_MATERIAL SHOWN_:
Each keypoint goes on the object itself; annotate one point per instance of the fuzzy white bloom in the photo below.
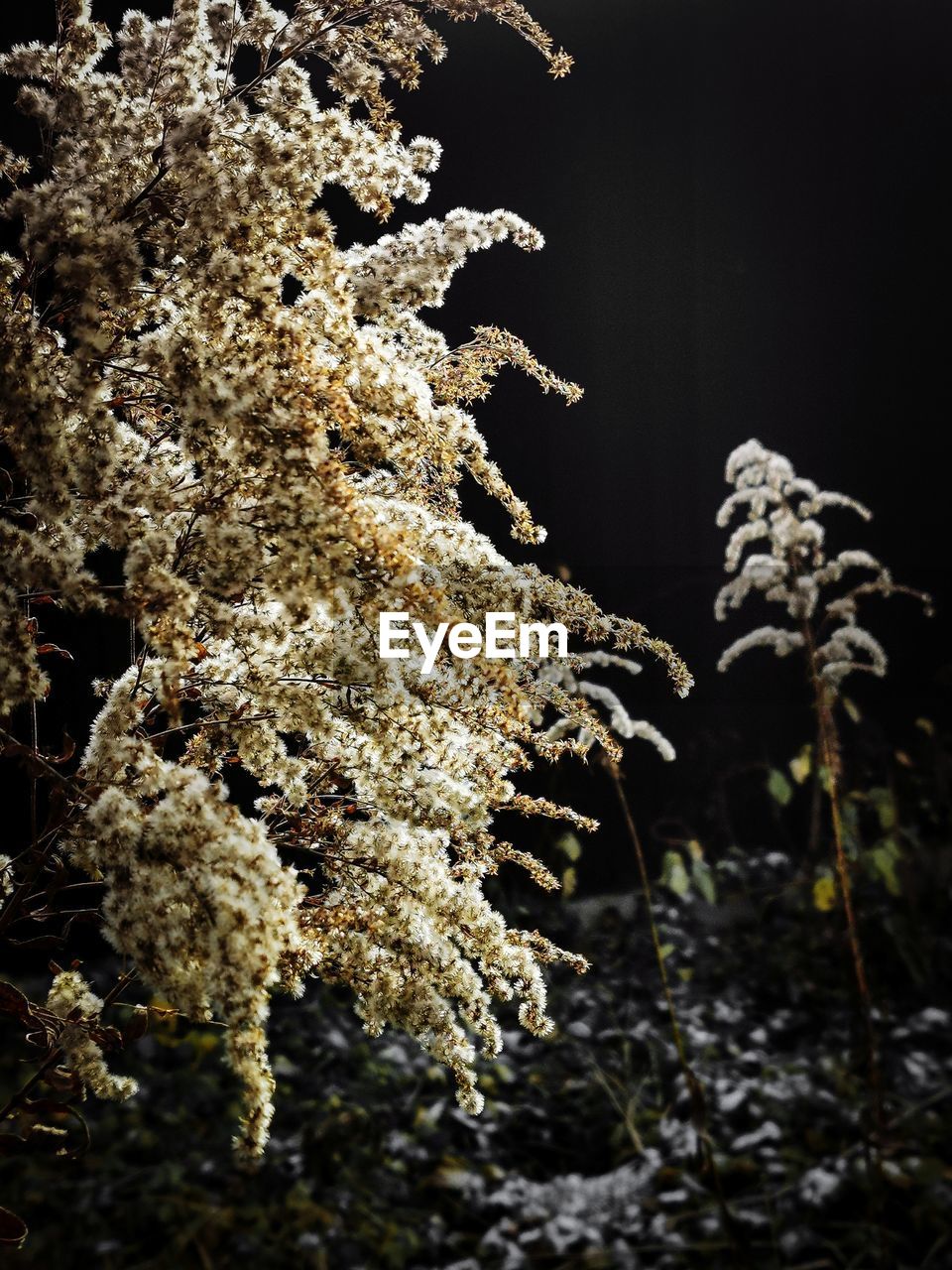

* * *

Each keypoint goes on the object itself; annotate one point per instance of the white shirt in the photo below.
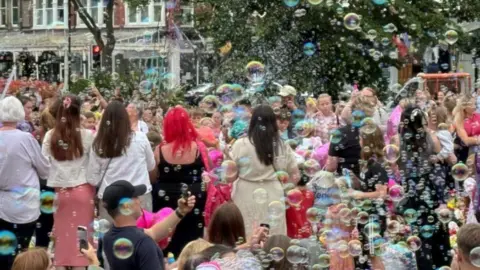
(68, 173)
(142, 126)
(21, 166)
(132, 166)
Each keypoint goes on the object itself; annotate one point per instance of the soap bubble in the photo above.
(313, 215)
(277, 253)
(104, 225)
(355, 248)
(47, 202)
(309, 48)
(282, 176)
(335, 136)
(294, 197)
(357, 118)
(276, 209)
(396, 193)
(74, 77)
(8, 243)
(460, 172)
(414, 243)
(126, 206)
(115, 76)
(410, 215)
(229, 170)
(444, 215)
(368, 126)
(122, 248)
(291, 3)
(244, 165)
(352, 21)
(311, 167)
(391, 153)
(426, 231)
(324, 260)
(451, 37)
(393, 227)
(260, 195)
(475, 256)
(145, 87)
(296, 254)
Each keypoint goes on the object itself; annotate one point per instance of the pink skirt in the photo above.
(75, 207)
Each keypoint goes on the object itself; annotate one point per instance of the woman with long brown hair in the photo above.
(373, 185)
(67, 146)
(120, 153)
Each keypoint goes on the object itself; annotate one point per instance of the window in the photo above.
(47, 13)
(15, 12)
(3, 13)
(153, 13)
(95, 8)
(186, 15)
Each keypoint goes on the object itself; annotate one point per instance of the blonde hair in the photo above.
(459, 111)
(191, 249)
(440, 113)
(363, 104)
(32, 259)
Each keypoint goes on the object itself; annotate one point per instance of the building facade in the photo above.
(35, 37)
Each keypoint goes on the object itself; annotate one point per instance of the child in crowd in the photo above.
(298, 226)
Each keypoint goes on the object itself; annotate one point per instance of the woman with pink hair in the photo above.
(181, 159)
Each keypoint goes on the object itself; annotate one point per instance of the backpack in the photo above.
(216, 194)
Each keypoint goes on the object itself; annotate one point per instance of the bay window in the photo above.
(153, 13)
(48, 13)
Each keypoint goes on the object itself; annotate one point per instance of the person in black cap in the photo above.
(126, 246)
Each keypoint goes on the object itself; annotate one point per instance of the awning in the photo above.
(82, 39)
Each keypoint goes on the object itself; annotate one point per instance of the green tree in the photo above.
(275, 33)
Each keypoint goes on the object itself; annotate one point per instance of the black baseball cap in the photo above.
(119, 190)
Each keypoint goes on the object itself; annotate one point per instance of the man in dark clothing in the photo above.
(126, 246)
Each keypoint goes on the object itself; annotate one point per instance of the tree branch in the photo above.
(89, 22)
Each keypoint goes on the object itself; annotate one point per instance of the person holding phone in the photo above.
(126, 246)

---

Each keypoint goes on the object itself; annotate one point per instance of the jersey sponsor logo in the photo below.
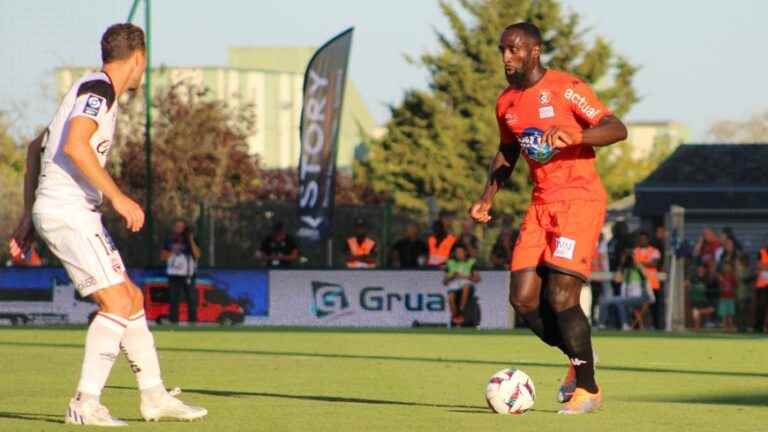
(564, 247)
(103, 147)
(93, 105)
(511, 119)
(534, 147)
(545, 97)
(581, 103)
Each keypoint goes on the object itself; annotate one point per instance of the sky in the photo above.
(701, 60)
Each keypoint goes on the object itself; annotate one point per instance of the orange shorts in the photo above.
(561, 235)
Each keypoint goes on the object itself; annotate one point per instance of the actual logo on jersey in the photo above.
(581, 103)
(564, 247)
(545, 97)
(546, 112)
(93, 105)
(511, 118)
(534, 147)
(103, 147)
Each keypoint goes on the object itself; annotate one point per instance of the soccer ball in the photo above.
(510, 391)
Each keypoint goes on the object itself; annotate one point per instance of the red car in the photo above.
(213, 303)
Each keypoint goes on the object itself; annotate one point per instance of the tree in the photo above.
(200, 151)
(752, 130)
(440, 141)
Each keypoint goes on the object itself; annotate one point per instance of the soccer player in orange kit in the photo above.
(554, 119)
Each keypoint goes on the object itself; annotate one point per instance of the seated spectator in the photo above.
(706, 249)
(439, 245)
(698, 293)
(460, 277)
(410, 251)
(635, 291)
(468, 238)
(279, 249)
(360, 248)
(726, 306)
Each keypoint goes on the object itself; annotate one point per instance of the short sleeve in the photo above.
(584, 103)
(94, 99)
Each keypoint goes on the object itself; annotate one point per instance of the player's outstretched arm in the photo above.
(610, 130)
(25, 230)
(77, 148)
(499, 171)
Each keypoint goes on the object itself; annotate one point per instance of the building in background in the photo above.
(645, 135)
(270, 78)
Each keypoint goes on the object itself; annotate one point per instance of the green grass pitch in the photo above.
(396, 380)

_THE EXERCISE_: Please pull out each line of the data above that contains the word "white" and copy those lines in full.

_CORRECT RESPONSE_:
Each keypoint goes on the object itself; annotate one point per instance of the fuzzy white bloom in the photo below.
Each keypoint goes on the object itself; annotate one point per instance of the white shirt in the photo below.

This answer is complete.